• **Required action 1**:
In the passage on Wigglesworthia and the tsetse fly, how many head of livestock die each year from the animal form of sleeping sickness?
• **Required action 2**:
Continue the passage on Wigglesworthia and the tsetse fly from where it stops.

• **Source document**:
Wigglesworthia causes no illness itself. But in a complex, interdependent relationship that has evolved over the past 100 million years, the bacterium has come to live only in the gut of the tsetse fly. And it’s the blood-sucking tsetse fly that transmits a parasite responsible for sleeping sickness, a disease that caused severe epidemics in the last century and has been on the rise in southern Africa in recent years. An estimated 500,000 people currently have the disease, which is fatal without treatment with highly toxic drugs. Animals, too, are affected, with some 3 million head of livestock dying from the animal form of the disease every year. Infection of livestock has severely limited development and cattle raising in large parts of Africa.

• **Excerpted records**:
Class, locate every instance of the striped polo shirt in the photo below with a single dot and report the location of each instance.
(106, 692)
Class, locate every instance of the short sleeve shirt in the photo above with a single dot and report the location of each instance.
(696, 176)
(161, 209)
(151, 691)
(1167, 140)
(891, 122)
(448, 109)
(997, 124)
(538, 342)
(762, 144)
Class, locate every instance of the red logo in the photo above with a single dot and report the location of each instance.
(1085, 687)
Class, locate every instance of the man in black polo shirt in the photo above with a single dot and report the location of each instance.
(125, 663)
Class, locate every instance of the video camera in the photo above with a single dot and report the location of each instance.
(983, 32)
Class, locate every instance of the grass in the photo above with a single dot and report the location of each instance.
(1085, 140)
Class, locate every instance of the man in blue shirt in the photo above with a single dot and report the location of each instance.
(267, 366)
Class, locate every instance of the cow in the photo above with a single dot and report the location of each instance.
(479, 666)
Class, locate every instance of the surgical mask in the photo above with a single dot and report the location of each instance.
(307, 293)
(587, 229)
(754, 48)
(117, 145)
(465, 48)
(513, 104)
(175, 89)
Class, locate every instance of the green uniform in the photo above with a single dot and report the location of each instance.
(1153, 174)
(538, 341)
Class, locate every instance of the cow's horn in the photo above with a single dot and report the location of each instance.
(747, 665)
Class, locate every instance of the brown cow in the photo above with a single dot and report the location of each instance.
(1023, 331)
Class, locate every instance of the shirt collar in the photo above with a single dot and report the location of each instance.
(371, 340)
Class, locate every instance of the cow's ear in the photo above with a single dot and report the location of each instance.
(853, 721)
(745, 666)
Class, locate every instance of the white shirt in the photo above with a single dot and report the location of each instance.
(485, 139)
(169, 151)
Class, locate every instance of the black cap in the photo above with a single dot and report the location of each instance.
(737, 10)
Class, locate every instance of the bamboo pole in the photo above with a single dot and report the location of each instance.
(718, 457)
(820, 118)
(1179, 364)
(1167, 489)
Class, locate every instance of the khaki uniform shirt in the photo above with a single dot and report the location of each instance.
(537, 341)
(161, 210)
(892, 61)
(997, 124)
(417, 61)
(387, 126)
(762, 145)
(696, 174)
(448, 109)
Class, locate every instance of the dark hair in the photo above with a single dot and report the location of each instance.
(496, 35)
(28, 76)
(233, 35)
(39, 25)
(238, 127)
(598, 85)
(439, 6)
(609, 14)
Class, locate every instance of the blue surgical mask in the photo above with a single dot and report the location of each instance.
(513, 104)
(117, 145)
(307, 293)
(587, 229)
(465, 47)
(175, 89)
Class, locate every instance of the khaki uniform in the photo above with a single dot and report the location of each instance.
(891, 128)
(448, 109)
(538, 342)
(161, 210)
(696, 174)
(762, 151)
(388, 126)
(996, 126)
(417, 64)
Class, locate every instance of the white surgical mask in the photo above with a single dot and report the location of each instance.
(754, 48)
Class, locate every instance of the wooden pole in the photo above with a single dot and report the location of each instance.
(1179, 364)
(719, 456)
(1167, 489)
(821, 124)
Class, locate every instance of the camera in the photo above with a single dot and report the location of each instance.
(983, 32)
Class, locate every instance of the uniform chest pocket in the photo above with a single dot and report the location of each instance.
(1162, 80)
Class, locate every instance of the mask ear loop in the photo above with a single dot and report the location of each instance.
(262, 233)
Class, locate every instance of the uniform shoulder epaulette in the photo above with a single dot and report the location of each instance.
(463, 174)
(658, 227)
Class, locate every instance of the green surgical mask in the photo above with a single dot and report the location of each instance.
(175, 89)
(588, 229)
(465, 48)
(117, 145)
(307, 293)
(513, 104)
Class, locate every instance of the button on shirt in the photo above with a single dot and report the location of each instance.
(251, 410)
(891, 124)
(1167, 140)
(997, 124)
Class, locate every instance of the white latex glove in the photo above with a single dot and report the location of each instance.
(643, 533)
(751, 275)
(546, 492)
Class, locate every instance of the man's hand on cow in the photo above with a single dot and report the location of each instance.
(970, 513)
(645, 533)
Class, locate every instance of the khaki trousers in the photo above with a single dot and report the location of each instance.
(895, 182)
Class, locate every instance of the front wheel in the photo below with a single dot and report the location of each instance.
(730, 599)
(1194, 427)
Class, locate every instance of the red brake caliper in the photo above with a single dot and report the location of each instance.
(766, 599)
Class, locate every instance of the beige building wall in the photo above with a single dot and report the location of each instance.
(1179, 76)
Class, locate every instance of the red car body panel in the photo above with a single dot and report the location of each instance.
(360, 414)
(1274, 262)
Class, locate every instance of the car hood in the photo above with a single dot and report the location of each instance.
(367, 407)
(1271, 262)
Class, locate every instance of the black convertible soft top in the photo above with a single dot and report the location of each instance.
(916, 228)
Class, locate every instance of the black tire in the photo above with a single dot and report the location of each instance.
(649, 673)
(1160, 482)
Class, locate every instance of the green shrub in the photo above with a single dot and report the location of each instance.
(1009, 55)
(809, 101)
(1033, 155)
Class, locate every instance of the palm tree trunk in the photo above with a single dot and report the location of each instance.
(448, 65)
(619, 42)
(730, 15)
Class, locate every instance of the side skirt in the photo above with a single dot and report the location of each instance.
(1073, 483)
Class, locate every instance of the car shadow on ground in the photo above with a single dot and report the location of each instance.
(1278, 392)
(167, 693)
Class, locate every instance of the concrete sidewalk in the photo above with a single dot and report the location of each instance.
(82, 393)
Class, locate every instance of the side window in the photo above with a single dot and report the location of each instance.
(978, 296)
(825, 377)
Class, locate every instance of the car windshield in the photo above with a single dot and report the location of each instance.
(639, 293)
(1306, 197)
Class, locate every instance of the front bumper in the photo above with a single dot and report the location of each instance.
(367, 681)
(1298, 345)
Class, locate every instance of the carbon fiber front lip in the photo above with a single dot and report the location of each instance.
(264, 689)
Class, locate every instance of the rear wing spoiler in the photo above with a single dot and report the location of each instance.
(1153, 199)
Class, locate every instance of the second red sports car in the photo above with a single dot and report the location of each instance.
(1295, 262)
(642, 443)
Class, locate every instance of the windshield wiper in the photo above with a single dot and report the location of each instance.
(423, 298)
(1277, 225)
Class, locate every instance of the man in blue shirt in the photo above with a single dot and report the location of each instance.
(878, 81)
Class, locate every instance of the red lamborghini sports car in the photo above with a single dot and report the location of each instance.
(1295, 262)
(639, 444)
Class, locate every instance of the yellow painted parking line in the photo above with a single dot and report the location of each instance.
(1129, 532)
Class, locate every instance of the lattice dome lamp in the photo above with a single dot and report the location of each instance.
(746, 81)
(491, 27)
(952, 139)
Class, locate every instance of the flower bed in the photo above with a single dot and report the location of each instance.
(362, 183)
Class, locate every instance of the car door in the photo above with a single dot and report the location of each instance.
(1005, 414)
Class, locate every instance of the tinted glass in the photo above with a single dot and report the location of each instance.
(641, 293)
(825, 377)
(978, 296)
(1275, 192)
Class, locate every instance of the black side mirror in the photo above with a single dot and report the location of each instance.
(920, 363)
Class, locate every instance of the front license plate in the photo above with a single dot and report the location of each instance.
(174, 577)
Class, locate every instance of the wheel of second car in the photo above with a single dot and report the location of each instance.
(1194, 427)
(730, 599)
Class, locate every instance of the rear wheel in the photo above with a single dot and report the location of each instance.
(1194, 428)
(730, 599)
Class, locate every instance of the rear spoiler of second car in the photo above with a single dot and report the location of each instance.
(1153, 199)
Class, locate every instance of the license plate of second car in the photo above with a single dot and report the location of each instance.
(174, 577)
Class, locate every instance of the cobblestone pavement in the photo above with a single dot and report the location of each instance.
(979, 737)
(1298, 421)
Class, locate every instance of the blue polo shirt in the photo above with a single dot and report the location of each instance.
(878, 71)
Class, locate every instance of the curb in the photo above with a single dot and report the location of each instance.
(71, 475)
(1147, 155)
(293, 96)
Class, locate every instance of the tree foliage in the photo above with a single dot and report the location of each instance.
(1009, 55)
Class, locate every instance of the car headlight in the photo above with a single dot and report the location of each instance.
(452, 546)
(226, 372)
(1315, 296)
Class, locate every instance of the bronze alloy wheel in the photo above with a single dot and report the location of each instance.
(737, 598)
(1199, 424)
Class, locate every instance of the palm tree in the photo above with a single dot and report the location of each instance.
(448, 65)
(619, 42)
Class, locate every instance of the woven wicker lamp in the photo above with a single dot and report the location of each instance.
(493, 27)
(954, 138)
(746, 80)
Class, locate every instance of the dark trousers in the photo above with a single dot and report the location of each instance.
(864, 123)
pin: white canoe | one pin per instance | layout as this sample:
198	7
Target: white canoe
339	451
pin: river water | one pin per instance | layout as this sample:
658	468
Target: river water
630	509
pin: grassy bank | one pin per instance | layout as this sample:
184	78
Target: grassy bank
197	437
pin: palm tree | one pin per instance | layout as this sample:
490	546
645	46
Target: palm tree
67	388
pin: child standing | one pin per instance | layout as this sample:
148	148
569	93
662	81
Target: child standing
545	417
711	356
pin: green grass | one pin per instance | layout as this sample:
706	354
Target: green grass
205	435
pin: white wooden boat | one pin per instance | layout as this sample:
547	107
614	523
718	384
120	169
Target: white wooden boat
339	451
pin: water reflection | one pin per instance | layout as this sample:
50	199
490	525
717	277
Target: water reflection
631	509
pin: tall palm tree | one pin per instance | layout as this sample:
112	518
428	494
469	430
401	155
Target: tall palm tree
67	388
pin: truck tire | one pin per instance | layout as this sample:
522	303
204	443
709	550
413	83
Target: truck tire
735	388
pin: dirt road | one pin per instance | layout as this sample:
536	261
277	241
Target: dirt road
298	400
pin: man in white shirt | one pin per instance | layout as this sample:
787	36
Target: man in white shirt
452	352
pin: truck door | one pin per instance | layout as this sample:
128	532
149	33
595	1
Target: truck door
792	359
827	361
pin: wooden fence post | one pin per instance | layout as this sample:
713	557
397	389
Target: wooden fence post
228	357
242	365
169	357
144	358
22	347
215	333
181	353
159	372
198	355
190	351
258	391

• **Answer 1**:
Some 3 million.

• **Answer 2**:
“There are no vaccines and few effective drugs for treating sleeping sickness,” said Aksoy, an associate professor in the Division of Epidemiology of Microbial Diseases at the School of Public Health. “Vector control has been the major strategy employed for controlling the disease, and yet everything that’s being used for vector control is very inefficient and environmentally unsound. So it’s very crucial that we develop new approaches.”

That’s where Wigglesworthia could prove useful. Like many organisms, tsetse flies need vitamins to reproduce, but blood—their dietary mainstay—is notoriously low in vitamins. Previous research suggested that Wigglesworthia somehow helps supplement the fly’s diet, Aksoy said. “It was shown that if you eliminated the bacteria by antibiotic treatment, you aborted the fly’s fertility, and that supplementing with vitamins could restore fertility very slightly. That suggested that Wigglesworthia might be supplying vitamins to the fly, but no one really knew which vitamins or how extensive the requirement was.”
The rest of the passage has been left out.